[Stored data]
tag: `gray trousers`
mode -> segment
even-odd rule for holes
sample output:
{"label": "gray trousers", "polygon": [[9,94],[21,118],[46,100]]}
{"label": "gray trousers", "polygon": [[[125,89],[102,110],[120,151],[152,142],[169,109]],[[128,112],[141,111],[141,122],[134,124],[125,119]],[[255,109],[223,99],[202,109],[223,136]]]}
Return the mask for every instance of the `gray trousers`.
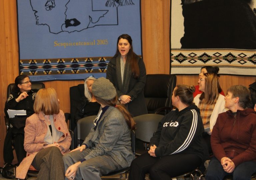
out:
{"label": "gray trousers", "polygon": [[50,147],[40,150],[32,162],[32,165],[39,171],[37,180],[64,180],[63,156],[56,147]]}
{"label": "gray trousers", "polygon": [[[91,151],[90,149],[80,152],[77,150],[63,156],[65,171],[71,165],[82,159]],[[100,180],[100,177],[123,168],[110,155],[103,155],[84,161],[77,169],[74,180]],[[66,179],[67,180],[67,178]]]}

» **Aim of the exercise**
Copy every line of the stored data above word for word, omitting the pictures.

» **Answer for this exercise**
tag: `gray trousers`
mode -> segment
even-odd rule for holes
sample output:
{"label": "gray trousers", "polygon": [[9,94],[21,118],[46,100]]}
{"label": "gray trousers", "polygon": [[[125,89],[102,110],[120,151],[152,142],[169,109]],[[128,112],[141,111],[141,122],[134,124],[125,119]],[[255,109],[223,99],[202,109],[223,136]]]}
Return the mask for every instance of the `gray trousers`.
out:
{"label": "gray trousers", "polygon": [[50,147],[40,150],[32,162],[32,165],[39,171],[37,180],[64,180],[63,156],[56,147]]}
{"label": "gray trousers", "polygon": [[[91,151],[90,149],[80,152],[77,150],[63,156],[65,171],[71,165],[82,159]],[[100,180],[100,177],[123,168],[110,155],[103,155],[84,161],[77,169],[74,180]],[[66,179],[67,180],[67,178]]]}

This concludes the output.